[Records excerpted from a collection]
=-=-=
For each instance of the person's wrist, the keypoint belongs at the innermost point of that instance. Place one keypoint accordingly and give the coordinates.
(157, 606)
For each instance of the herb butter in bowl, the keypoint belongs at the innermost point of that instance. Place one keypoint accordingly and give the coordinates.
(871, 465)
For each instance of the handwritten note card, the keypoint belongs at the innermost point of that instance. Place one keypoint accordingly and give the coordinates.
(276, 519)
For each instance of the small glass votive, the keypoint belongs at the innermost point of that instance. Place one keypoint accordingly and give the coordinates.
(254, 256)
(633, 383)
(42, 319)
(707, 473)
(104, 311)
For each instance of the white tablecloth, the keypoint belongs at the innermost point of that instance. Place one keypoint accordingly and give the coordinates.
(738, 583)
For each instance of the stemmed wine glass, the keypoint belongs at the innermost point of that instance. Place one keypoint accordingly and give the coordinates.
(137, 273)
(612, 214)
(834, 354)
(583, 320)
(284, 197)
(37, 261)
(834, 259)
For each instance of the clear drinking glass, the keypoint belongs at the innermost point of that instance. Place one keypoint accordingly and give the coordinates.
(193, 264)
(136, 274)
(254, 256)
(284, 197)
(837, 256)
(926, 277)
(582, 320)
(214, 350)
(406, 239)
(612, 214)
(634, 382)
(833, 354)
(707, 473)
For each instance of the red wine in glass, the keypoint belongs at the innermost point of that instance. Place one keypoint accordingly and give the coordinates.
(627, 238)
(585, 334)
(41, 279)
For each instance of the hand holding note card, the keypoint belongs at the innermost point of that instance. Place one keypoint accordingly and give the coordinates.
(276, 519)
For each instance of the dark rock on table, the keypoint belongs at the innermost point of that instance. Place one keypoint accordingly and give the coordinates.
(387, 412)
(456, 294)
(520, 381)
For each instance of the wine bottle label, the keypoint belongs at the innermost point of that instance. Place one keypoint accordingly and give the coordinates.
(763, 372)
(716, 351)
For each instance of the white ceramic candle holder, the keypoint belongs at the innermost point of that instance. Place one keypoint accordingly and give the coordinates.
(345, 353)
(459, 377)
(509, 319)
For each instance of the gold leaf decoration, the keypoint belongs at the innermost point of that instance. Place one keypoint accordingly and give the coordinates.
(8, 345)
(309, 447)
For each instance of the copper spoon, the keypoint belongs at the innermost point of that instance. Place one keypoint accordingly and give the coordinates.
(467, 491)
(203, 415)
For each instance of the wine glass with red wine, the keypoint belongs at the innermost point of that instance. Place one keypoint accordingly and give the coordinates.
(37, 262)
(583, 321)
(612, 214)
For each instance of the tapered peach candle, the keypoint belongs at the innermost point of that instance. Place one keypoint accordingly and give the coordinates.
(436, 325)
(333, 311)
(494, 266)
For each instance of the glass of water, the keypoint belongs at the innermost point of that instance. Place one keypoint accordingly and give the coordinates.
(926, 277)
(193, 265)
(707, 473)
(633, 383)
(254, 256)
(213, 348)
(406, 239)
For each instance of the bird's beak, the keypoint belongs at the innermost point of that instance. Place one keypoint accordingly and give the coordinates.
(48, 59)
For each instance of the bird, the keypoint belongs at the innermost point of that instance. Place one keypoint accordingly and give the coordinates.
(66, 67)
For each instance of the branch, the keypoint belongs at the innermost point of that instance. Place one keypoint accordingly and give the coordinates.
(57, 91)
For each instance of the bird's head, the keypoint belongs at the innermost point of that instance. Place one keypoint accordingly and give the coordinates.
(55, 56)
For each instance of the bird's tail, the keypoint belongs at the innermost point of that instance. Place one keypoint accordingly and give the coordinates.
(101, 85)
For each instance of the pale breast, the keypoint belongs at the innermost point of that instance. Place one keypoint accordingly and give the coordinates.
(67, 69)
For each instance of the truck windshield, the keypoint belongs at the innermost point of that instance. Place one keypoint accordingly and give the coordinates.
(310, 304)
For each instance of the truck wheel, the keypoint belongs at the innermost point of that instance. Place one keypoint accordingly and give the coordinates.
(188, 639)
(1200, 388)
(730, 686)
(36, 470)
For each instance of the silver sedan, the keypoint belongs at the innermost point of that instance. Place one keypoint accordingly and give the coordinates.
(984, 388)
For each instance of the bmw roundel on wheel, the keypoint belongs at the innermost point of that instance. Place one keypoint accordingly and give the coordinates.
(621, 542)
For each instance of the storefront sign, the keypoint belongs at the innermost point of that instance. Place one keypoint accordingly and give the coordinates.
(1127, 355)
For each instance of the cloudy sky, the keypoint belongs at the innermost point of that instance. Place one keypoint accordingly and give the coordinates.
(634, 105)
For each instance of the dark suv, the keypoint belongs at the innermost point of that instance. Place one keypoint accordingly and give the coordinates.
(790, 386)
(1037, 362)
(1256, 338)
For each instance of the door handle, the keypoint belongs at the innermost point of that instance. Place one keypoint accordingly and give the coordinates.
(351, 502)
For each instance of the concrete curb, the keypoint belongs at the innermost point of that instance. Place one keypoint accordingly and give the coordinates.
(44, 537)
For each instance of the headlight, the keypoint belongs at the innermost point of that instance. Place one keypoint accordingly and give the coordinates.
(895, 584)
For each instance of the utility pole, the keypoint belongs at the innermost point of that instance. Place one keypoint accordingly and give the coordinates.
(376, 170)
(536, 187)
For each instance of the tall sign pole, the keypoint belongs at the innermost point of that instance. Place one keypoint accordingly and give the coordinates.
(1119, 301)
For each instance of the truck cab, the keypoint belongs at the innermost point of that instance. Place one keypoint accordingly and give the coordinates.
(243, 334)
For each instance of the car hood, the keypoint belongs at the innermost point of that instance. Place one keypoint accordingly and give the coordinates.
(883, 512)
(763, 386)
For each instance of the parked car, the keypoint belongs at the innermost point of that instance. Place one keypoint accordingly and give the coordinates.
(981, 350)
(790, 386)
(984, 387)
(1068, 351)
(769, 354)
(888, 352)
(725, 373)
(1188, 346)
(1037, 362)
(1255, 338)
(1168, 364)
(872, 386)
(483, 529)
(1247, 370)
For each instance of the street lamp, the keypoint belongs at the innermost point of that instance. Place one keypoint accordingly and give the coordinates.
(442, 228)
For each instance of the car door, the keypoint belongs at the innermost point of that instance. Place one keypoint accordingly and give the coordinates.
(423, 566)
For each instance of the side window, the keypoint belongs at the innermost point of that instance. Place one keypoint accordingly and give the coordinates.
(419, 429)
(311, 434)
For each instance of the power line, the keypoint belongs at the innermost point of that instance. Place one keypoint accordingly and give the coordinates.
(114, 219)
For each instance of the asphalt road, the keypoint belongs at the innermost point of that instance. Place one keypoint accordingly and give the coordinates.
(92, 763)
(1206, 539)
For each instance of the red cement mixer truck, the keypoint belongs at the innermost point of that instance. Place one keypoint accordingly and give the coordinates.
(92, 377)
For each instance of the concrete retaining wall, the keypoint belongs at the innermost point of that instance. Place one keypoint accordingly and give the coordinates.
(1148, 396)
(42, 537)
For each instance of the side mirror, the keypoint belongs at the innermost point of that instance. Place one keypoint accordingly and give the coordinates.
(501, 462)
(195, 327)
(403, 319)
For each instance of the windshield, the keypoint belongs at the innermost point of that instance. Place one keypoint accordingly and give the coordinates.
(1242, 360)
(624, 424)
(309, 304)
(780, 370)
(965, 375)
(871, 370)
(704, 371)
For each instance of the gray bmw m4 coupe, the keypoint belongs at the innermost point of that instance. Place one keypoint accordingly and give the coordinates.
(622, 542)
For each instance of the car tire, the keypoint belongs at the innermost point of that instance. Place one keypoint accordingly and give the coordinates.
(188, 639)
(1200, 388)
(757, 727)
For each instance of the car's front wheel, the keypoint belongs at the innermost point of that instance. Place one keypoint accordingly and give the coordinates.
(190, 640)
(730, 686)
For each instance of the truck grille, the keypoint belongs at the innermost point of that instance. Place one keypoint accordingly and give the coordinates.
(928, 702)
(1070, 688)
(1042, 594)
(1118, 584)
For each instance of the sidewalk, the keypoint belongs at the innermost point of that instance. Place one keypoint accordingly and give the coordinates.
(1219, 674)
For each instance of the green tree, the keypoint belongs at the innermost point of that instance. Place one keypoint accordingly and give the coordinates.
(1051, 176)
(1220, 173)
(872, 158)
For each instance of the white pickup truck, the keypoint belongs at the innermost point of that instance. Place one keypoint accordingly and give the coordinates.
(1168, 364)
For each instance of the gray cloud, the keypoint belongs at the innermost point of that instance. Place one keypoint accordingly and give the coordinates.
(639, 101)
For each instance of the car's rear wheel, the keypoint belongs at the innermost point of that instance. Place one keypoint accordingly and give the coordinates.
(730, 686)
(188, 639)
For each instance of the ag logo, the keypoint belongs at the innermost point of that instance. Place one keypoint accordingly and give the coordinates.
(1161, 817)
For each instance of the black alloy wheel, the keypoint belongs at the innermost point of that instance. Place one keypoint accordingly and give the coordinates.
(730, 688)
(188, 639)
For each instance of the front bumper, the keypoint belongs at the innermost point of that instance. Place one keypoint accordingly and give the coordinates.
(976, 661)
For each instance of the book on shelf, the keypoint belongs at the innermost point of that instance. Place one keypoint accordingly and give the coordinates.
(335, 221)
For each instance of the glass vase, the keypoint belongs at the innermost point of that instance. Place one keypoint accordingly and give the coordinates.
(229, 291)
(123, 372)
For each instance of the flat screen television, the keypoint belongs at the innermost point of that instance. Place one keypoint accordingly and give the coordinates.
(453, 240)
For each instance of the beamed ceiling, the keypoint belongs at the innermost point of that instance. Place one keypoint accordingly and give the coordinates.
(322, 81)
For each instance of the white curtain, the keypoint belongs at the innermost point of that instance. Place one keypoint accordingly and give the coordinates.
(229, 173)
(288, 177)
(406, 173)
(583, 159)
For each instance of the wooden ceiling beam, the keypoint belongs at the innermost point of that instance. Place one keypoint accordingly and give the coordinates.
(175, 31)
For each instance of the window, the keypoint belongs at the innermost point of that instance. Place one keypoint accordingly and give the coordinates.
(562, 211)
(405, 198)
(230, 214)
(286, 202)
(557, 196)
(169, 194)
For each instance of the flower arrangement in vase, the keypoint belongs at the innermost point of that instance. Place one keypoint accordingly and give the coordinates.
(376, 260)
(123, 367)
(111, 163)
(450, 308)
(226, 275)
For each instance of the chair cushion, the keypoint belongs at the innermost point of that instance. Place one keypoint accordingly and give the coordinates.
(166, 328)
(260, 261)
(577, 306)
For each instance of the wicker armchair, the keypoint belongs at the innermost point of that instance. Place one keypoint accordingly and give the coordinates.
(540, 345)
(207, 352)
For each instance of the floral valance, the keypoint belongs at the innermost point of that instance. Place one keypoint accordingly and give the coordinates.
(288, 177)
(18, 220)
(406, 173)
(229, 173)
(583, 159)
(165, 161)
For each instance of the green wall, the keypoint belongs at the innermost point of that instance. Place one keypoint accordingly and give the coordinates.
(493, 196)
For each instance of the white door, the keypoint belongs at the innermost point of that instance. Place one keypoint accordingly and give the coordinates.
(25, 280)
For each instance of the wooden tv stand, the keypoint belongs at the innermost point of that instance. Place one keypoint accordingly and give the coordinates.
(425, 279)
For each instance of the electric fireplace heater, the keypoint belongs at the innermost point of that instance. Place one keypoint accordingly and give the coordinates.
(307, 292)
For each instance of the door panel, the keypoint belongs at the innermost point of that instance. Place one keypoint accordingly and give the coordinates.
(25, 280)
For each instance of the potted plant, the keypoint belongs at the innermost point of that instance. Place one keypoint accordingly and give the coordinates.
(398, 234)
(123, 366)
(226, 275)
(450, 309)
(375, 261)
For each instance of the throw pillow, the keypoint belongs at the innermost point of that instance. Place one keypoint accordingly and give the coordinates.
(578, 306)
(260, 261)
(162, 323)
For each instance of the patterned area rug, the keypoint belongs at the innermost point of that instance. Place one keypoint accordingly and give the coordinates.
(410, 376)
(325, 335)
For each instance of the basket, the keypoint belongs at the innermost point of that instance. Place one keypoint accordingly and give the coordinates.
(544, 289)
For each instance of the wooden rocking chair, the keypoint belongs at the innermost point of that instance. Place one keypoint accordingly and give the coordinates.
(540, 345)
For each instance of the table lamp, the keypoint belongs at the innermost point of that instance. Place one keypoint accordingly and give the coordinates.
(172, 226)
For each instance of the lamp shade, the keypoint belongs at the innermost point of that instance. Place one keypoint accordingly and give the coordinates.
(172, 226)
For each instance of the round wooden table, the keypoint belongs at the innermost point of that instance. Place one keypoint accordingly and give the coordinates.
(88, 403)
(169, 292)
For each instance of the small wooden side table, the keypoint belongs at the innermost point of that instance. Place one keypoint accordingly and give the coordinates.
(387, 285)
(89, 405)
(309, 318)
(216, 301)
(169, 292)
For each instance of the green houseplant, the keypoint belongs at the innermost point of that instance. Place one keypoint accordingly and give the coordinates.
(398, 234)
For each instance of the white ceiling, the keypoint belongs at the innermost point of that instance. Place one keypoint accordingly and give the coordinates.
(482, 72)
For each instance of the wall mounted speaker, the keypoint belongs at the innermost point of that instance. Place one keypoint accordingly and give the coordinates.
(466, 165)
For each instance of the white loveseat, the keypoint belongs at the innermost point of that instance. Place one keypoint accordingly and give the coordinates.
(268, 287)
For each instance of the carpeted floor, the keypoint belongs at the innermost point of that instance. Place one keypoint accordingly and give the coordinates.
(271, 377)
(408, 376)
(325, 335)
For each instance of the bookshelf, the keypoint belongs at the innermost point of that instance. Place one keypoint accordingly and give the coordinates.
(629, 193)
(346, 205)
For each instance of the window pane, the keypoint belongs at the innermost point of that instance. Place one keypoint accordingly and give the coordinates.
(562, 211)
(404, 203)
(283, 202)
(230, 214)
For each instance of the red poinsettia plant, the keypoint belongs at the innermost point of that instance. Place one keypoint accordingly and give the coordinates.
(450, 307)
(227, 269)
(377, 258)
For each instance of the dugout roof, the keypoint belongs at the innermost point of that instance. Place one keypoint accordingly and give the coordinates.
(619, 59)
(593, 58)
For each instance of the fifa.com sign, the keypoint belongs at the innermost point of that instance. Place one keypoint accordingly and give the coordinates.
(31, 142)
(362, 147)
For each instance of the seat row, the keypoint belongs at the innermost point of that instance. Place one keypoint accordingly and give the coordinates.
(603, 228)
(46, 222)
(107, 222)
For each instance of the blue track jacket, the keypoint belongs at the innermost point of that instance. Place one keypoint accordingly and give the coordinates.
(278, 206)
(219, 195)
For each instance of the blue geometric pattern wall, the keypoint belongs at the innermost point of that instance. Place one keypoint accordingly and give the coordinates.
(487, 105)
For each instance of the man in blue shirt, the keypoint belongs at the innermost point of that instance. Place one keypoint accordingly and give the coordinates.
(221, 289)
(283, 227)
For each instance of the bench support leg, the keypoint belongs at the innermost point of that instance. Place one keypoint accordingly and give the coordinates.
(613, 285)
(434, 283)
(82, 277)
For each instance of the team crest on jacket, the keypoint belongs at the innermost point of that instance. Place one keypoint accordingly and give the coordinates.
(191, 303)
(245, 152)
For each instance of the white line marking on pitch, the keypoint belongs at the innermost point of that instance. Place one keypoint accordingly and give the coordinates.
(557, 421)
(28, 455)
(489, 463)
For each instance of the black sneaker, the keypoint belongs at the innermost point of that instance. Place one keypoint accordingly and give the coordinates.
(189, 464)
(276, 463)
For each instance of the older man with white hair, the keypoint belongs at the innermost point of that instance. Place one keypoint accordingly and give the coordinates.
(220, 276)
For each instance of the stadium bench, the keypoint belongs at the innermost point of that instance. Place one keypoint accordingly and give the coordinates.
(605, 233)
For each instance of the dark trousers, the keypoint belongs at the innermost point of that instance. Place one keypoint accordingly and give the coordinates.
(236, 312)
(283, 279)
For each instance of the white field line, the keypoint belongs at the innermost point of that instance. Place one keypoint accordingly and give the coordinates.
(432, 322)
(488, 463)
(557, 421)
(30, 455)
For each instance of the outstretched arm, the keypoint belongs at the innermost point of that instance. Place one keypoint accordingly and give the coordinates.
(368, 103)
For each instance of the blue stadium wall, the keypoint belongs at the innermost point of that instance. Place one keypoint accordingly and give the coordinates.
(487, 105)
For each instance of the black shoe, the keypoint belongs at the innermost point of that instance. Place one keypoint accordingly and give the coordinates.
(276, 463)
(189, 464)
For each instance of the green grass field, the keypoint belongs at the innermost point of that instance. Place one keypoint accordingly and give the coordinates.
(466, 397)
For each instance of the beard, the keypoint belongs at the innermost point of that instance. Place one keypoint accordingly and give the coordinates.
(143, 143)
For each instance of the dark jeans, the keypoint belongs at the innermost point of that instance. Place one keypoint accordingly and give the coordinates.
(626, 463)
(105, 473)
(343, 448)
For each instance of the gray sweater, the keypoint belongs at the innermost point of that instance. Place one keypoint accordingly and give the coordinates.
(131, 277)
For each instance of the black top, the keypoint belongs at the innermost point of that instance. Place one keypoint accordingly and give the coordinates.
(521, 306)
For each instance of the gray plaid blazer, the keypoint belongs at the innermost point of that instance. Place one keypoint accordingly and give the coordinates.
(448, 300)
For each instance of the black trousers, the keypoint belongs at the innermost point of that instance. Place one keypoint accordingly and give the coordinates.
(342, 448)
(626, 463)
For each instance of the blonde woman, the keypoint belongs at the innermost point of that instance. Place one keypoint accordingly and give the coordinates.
=-=-=
Copy from the line with "For each instance of the gray plaid" to the final line of the records, inclusive, and add nothing else.

- _RESPONSE BOX_:
For each instance of the gray plaid blazer, the keypoint belongs at the innermost point of that instance. Place one keypoint accordingly and give the coordinates.
(448, 300)
For each instance of the black trousers, the keypoint belongs at the innermost point of that instance. Place one keypoint accordingly and give the coordinates.
(342, 448)
(626, 463)
For each instance of the blonde woman, the keypoint belongs at the innermost point of that instance. Place one keypoint accordingly and give the coordinates.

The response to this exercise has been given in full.